Turn the lines below into a numbered list, leaving out any blank lines.

Point placement records:
================

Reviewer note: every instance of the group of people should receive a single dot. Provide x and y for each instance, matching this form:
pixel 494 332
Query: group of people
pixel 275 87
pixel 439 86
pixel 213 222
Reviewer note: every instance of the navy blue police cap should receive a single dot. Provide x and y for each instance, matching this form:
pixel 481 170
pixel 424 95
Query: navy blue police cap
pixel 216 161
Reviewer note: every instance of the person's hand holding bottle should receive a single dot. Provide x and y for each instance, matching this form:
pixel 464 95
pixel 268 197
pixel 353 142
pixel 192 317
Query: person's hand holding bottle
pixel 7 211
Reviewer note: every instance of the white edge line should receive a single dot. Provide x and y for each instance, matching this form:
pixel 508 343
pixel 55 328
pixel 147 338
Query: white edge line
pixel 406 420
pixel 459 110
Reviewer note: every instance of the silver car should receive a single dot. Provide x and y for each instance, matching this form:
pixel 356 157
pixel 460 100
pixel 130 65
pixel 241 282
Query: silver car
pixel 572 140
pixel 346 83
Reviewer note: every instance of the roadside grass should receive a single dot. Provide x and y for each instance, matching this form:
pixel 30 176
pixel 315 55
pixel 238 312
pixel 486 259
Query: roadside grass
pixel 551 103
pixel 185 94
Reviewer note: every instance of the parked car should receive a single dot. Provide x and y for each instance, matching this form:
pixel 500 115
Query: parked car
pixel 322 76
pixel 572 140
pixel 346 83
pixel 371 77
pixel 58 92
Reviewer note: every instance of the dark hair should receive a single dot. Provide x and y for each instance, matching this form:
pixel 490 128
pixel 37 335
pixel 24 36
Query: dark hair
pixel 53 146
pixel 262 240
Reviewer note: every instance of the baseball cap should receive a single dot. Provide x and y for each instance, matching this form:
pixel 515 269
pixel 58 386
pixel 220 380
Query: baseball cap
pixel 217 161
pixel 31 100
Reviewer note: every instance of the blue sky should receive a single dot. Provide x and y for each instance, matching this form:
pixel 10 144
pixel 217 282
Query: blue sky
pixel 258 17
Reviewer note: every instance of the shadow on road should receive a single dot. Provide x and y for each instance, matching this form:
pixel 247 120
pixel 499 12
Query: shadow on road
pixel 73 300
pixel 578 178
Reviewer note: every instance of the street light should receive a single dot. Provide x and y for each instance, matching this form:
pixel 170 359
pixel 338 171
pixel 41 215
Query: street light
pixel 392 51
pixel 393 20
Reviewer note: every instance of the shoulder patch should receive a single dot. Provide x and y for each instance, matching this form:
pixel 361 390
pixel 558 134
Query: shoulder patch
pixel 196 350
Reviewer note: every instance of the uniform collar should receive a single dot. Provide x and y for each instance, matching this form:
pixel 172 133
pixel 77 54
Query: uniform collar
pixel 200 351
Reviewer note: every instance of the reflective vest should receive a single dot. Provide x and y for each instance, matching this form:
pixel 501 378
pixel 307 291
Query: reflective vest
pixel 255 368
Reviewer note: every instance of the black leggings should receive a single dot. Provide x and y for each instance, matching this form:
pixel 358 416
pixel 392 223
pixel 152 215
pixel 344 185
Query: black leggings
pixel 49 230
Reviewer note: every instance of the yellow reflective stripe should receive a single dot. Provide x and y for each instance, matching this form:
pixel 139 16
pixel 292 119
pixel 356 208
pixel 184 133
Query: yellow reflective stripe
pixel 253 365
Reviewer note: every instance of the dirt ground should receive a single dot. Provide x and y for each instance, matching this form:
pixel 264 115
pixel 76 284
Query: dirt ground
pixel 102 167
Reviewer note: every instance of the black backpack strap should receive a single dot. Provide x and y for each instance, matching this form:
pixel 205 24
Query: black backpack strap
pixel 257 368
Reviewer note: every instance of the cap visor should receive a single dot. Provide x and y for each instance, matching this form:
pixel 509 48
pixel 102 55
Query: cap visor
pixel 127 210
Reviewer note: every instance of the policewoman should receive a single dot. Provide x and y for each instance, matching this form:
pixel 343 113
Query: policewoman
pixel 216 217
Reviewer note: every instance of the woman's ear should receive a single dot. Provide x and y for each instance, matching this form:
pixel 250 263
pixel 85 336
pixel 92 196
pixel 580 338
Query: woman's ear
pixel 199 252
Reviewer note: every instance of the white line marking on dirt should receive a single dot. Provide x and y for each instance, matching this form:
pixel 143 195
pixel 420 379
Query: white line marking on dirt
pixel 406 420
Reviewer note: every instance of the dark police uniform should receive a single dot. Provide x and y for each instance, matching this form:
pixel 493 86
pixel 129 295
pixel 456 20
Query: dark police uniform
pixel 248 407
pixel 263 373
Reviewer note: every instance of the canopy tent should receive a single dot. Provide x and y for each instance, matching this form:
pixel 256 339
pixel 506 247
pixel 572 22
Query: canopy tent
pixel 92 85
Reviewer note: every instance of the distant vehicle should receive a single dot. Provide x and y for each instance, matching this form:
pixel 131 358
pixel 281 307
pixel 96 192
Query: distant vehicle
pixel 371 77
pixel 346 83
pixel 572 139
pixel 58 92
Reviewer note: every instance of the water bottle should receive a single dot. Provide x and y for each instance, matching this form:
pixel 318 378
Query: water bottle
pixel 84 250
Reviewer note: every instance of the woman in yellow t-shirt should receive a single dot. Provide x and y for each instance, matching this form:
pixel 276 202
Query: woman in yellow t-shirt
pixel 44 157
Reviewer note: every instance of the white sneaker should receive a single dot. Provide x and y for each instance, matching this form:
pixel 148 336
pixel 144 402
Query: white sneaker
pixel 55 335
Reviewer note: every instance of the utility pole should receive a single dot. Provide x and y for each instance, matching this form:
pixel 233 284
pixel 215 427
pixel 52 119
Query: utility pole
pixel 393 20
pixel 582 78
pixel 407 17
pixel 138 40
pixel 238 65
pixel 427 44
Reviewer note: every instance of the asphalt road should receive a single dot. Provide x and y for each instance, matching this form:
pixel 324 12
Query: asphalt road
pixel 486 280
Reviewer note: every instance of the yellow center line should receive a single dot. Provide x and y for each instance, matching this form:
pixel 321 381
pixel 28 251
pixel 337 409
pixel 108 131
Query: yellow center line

================

Answer in full:
1. Reviewer note: every instance of the group of people should receive a single dot. Provide x and y for each instance, matching this form:
2. pixel 494 332
3. Query: group of people
4. pixel 275 87
5. pixel 439 86
6. pixel 213 222
7. Reviewer note: every instance of the navy blue police cap should receive a single dot. Provide x and y for each instance, matching this form:
8. pixel 481 170
9. pixel 424 95
10. Query: navy blue police cap
11. pixel 216 161
12. Reviewer note: every instance of the person's hand holding bottle should receive a single dot. Provide x and y for each instance, matching this form:
13. pixel 464 95
14. pixel 268 197
15. pixel 353 142
16. pixel 192 317
17. Query: person's hand holding bottle
18. pixel 7 211
19. Reviewer note: every instance of the white edge line should receive a single dot. Provide x and y for each instance, matching this form:
20. pixel 508 343
21. pixel 55 328
22. pixel 147 338
23. Query: white edge line
24. pixel 406 420
25. pixel 459 110
26. Reviewer note: every instance of the silver car should receive a single dot. Provide x and y for each instance, matching this form:
27. pixel 356 157
28. pixel 460 100
29. pixel 130 65
30. pixel 241 282
31. Query: silver car
32. pixel 572 140
33. pixel 346 83
34. Reviewer note: every instance of the roadside grass should receive a single dot. Provide x and y for each instance, matching this form:
35. pixel 30 176
36. pixel 315 55
37. pixel 238 312
38. pixel 486 259
39. Query: roadside grass
40. pixel 551 103
41. pixel 185 94
42. Reviewer note: every instance of the parked car should receive a single dot. Provide x and y for each instance, matching this form:
43. pixel 500 115
44. Query: parked car
45. pixel 322 76
46. pixel 572 140
47. pixel 346 83
48. pixel 371 77
49. pixel 58 92
50. Reviewer note: every instance of the dark hair should receive a single dot. Provide x and y for each instance, matching this form:
51. pixel 490 128
52. pixel 37 335
53. pixel 24 36
54. Query: dark hair
55. pixel 53 146
56. pixel 262 240
57. Reviewer note: every instance of the baseball cap should receive a single dot. Provide x and y for each instance, matching this form:
58. pixel 515 269
59. pixel 58 386
60. pixel 220 380
61. Query: baseball cap
62. pixel 217 161
63. pixel 31 100
64. Reviewer note: every instance of the blue sky should receive a single dot. Provide x and y for each instance, matching this form:
65. pixel 10 144
66. pixel 217 282
67. Query: blue sky
68. pixel 258 17
69. Reviewer note: every instance of the shadow on road should receive a single dot. Provide x and y for each instance, matching this form:
70. pixel 247 120
71. pixel 499 12
72. Query: shadow on road
73. pixel 73 300
74. pixel 578 178
75. Reviewer note: every instance of the street light should receive a single dot. Provide x and y for each instance, matching this form:
76. pixel 170 359
77. pixel 338 171
78. pixel 41 215
79. Query: street light
80. pixel 392 51
81. pixel 393 20
82. Reviewer note: every instance of the shoulder patch should receive a single dot. Provide x and y for each instance, matching this form:
83. pixel 361 390
84. pixel 558 134
85. Query: shoulder patch
86. pixel 196 350
87. Reviewer note: every instance of the uniform collar should receive a single dot. Provide x and y for each instance, matching this form:
88. pixel 172 133
89. pixel 77 54
90. Query: uniform collar
91. pixel 200 351
92. Reviewer note: every instance of the reflective vest should receive a single dot. Provide x and y for each instance, matching this form:
93. pixel 501 378
94. pixel 307 291
95. Query: reflective vest
96. pixel 255 368
97. Reviewer note: every instance of the black leggings should receive a single dot. Provide x and y for each instance, matching this form:
98. pixel 358 416
99. pixel 392 223
100. pixel 152 215
101. pixel 344 185
102. Query: black leggings
103. pixel 49 230
104. Reviewer note: every instance of the yellow reflective stripe should receive a single dot. Provide x and y for each instance, matching this form:
105. pixel 139 16
106. pixel 292 119
107. pixel 356 208
108. pixel 184 133
109. Query: yellow reflective stripe
110. pixel 253 365
111. Reviewer note: every instance of the dirt ground should receive a single dot. Provide x and y for each instance, matching this form:
112. pixel 264 115
113. pixel 76 284
114. Query: dirt ground
115. pixel 102 167
116. Reviewer note: every instance of the black backpack strap should receive a single dot. Provide x and y for each instance, matching this form:
117. pixel 205 24
118. Query: black backpack strap
119. pixel 257 368
120. Reviewer note: every instance of the cap visor should receive a single dot. Provide x and y for each instance, matching this form:
121. pixel 509 48
122. pixel 102 55
123. Query: cap visor
124. pixel 127 210
125. Reviewer note: every instance of the policewoman should receive a single dot. Provide x and y for each instance, matching this form:
126. pixel 343 113
127. Query: policewoman
128. pixel 216 217
129. Reviewer note: every instance of the woman's ear should receive a single dot. Provide x and y for each instance, matching this form:
130. pixel 250 263
131. pixel 85 336
132. pixel 92 196
133. pixel 580 338
134. Query: woman's ear
135. pixel 199 252
136. Reviewer note: every instance of the white line marking on dirt should receive a single dot. Provide x and y for each instance, matching this form:
137. pixel 143 195
138. pixel 420 379
139. Query: white line marking on dirt
140. pixel 406 420
141. Reviewer note: every instance of the dark police uniform should receive a single dot. Provide x and y for each instance, matching this form:
142. pixel 493 86
143. pixel 129 295
144. pixel 456 20
145. Query: dark police uniform
146. pixel 248 407
147. pixel 263 373
148. Reviewer note: every instance of the canopy tent should receive a single dot. Provide x and y for each instance, matching this form:
149. pixel 256 339
150. pixel 506 247
151. pixel 572 22
152. Query: canopy tent
153. pixel 92 85
154. Reviewer note: every instance of the distant vehicle should receive a single dot. Provide x and y for each instance, matching this form:
155. pixel 131 358
156. pixel 281 307
157. pixel 96 192
158. Query: distant vehicle
159. pixel 371 77
160. pixel 346 83
161. pixel 572 139
162. pixel 58 92
163. Reviewer note: every instance of the water bottle should receive a single dot. Provide x and y for each instance, matching this form:
164. pixel 318 378
165. Query: water bottle
166. pixel 84 250
167. Reviewer note: every instance of the woman in yellow t-shirt should receive a single dot. Provide x and y for each instance, matching this form:
168. pixel 276 202
169. Query: woman in yellow t-shirt
170. pixel 44 157
171. Reviewer note: every instance of the white sneaker should receive a single dot. Provide x and y for each instance, matching this form:
172. pixel 148 336
173. pixel 144 402
174. Query: white sneaker
175. pixel 55 335
176. Reviewer note: every instance of the utility pole should receive a single dot. Provide x and y for each instance, matching this form:
177. pixel 233 284
178. pixel 215 427
179. pixel 52 119
180. Query: utility pole
181. pixel 393 20
182. pixel 582 78
183. pixel 407 17
184. pixel 138 40
185. pixel 238 65
186. pixel 427 44
187. Reviewer note: every instance of the asphalt road should receive a single dot. Provide x and y for each instance, matching this form:
188. pixel 324 12
189. Query: asphalt road
190. pixel 486 280
191. Reviewer note: every instance of the yellow center line should receive a single dot. Provide x and y for each instance, matching this form:
192. pixel 321 381
193. pixel 28 251
194. pixel 337 409
195. pixel 108 131
196. Query: yellow center line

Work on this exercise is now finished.